__SHORT EXERCISE__: Pull out every line below that contains the string "sample". Treat uppercase and lowercase as different.

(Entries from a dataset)
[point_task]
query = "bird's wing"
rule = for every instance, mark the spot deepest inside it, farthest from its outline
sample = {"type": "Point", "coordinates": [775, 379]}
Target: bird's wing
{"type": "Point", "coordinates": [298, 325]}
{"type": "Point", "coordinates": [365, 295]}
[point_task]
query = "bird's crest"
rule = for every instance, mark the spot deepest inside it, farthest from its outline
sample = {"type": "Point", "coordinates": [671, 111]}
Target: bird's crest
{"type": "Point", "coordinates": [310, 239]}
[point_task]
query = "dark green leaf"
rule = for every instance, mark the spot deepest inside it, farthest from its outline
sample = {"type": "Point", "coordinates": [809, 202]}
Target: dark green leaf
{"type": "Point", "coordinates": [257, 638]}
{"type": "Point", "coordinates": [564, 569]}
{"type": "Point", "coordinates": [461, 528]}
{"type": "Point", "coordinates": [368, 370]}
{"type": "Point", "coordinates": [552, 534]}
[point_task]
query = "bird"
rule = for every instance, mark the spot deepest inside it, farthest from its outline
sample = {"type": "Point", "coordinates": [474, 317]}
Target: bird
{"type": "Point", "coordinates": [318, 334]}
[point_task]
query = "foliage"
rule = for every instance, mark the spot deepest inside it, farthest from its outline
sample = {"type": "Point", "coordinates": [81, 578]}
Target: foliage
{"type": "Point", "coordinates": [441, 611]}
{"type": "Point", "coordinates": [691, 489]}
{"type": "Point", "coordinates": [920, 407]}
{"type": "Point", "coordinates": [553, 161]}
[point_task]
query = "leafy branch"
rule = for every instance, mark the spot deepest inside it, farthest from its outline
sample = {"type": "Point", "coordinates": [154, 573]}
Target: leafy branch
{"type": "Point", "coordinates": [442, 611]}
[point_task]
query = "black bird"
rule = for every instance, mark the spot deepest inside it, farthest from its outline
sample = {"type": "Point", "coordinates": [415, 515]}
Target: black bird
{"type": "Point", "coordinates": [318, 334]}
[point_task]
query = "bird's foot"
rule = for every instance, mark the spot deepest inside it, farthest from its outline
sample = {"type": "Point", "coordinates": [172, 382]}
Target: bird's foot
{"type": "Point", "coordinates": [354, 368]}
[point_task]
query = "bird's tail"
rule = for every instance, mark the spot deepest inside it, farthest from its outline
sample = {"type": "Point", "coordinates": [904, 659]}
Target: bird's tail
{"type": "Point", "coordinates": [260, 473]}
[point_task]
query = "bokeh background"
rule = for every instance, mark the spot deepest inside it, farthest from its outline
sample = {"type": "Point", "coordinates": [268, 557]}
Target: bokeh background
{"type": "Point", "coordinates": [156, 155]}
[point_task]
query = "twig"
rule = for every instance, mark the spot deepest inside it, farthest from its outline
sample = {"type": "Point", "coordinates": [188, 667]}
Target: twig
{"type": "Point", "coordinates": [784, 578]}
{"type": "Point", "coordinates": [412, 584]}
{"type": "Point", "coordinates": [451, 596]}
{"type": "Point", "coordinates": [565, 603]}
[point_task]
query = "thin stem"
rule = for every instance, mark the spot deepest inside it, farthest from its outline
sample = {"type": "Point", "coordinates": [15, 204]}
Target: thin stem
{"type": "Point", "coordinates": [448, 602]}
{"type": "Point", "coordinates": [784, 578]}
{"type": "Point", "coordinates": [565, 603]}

__RESULT__:
sample = {"type": "Point", "coordinates": [775, 379]}
sample = {"type": "Point", "coordinates": [671, 111]}
sample = {"type": "Point", "coordinates": [809, 202]}
sample = {"type": "Point", "coordinates": [474, 317]}
sample = {"type": "Point", "coordinates": [81, 578]}
sample = {"type": "Point", "coordinates": [154, 573]}
sample = {"type": "Point", "coordinates": [415, 515]}
sample = {"type": "Point", "coordinates": [172, 382]}
sample = {"type": "Point", "coordinates": [904, 659]}
sample = {"type": "Point", "coordinates": [268, 557]}
sample = {"type": "Point", "coordinates": [188, 667]}
sample = {"type": "Point", "coordinates": [15, 204]}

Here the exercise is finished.